-- Estratto della pagina --
┌──

«Su alcuni grava l’obbligo
di pagare le ali.»
Wisława Szymborska
[di Cristina Bellemo]
Quando incontro i bambini, spesso mi chiedono come nascono le mie storie.
Conservo solitamente memoria cristallina del luogo, del tempo, di alcuni particolari apparentemente secondari (una tonalità di colore, un’espressione su un viso, un oggetto), dello stato d’animo, perfino, in cui un’idea è germogliata, e di come poi il racconto ha preso a fluire. Non di Due ali, però.
L’unico dettaglio che ricordo con un po’ di nitidezza è il verso di Szymborska riportato qui sopra, attinto dalla poesia Nulla è in regalo: ho la certezza che ha contribuito a far scoccare la scintilla, perché la potenza poetica di quei versi mi aveva disarmato. La poesia che ci denuda. Poi la nebbia, intorno a Due ali. Ricordo il mettermi al computer, la storia che quasi si faceva da sé, scritta in più riprese. Tutto molto sfuocato. E questo è singolare.
Perché c’è un’altra domanda che quasi sempre i bambini mi rivolgono: «Qual è, tra le tue storie, quella che ti piace di più?».
Rispondo che è davvero difficile fare una graduatoria, per motivi diversi sono legata a tutto ciò che scrivo, e non rinnego nulla del mio percorso, perché so che tutto ha avuto un valore, una sua esatta necessità.
Ma per Due ali è un’altra faccenda. La leggevo e la rileggevo, ancora inedita, e mi sorprendeva il trovare sulla pagina qualcosa di così vicino al mio sentire, così somigliante. A questa storia voglio un bene speciale, ma a un affetto tanto diverso nell’intensità non so dare ancora spiegazione compiuta. Resto inerme, e anche un po’ sopraffatta.

└──

-- Materiale fornito --
┌──

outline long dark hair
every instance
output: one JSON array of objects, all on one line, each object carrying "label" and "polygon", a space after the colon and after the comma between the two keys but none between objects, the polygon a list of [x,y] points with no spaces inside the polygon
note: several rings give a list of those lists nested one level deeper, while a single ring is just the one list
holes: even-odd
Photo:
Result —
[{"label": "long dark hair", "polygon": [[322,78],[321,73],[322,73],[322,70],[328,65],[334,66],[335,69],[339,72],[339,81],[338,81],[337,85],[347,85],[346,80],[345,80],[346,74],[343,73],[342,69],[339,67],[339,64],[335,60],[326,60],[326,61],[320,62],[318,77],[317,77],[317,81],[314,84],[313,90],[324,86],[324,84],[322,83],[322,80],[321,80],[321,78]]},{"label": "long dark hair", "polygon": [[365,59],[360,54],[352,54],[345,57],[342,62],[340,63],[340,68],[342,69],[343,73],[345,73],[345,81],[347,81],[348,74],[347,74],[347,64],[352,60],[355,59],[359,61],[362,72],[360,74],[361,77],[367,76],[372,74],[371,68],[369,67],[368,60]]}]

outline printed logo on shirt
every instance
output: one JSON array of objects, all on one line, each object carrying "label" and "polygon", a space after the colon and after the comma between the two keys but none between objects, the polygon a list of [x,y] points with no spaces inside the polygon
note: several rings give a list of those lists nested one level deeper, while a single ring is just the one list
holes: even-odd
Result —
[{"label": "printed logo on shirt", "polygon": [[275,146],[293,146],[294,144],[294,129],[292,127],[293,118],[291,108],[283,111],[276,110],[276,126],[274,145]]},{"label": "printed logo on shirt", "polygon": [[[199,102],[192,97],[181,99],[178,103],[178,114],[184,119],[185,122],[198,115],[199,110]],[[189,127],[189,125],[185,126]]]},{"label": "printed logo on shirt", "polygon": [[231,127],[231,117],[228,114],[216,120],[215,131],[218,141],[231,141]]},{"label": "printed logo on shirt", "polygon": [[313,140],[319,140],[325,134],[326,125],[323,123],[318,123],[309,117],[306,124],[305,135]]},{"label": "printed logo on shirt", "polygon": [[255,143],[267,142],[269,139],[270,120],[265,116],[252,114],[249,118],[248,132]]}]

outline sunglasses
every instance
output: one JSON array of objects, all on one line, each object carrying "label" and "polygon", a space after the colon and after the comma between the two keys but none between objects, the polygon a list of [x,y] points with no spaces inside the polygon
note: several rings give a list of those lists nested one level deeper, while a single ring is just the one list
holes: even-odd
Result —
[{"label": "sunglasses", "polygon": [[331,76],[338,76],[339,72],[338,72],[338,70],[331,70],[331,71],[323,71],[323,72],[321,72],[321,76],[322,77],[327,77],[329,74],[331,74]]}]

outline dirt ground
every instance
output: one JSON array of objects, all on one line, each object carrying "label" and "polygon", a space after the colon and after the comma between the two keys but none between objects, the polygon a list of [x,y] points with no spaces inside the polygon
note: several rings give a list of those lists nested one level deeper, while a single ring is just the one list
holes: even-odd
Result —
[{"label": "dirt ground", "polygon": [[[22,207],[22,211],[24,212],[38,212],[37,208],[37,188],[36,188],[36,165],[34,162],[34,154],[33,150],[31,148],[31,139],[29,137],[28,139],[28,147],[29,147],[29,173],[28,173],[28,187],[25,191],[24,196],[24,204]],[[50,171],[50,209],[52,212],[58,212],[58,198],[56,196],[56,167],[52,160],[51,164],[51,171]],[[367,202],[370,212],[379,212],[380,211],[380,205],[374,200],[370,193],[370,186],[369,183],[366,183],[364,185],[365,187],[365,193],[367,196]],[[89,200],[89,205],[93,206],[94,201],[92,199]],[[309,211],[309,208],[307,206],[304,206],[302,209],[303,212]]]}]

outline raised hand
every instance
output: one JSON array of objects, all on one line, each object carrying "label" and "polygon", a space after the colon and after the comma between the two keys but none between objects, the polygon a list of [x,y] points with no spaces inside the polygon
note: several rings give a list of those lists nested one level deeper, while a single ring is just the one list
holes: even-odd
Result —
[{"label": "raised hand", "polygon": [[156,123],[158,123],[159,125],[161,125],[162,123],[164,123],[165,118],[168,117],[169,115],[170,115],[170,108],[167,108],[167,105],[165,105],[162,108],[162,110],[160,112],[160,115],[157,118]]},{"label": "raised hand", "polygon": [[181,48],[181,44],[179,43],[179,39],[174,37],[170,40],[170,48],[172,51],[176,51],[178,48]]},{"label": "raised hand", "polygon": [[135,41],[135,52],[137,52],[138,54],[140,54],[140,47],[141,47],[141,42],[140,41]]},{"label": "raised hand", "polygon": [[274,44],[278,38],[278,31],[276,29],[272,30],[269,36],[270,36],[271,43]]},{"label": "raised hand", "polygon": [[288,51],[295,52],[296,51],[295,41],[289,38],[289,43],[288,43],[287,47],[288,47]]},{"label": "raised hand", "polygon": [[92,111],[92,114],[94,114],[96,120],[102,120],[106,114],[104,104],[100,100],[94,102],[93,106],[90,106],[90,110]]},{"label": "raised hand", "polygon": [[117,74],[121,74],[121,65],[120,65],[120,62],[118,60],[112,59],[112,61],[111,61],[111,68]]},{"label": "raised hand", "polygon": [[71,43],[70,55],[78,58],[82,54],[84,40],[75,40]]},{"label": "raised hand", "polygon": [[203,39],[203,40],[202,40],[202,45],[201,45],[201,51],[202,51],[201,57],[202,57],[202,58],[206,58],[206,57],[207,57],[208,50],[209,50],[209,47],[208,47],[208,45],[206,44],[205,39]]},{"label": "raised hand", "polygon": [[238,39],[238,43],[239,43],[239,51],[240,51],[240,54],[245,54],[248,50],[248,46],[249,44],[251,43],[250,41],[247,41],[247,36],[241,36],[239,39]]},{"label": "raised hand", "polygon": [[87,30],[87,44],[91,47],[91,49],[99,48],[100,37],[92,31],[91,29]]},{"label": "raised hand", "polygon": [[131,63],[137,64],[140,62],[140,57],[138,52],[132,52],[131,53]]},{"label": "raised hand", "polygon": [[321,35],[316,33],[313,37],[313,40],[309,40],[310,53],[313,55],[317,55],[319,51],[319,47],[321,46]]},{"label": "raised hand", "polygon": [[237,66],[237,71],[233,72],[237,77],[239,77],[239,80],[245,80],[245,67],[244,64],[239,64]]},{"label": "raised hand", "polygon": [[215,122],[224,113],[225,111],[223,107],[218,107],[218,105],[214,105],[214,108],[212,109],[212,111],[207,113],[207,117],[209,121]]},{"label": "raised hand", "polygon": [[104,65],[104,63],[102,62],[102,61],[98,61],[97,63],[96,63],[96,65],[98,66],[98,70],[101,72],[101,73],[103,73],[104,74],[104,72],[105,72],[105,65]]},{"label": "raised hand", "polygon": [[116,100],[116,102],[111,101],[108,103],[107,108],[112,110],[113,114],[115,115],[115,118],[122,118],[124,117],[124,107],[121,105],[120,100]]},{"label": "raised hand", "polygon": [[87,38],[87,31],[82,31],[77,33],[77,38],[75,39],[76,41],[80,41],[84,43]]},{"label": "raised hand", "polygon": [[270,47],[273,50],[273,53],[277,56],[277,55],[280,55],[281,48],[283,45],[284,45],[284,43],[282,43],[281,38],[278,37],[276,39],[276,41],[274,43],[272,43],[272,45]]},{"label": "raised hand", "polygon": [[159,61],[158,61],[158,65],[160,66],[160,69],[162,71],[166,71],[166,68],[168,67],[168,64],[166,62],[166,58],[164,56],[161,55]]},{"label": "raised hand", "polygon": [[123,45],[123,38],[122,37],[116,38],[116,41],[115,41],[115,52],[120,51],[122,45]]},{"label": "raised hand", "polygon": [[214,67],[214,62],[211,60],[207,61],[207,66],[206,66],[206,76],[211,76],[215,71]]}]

└──

-- Serie di esercizi --
1. Secondo l'estratto della pagina, da quale poesia di Szymborska proviene il verso citato in apertura?
2. Riporta alla lettera il brano dell'estratto della pagina che comincia con le parole «Ma per Due ali» e si ferma dopo le parole «un po’ sopraffatta.».

-- Risultati degli esercizi --
1. Dalla poesia «Nulla è in regalo».

2.
Ma per Due ali è un’altra faccenda. La leggevo e la rileggevo, ancora inedita, e mi sorprendeva il trovare sulla pagina qualcosa di così vicino al mio sentire, così somigliante. A questa storia voglio un bene speciale, ma a un affetto tanto diverso nell’intensità non so dare ancora spiegazione compiuta. Resto inerme, e anche un po’ sopraffatta.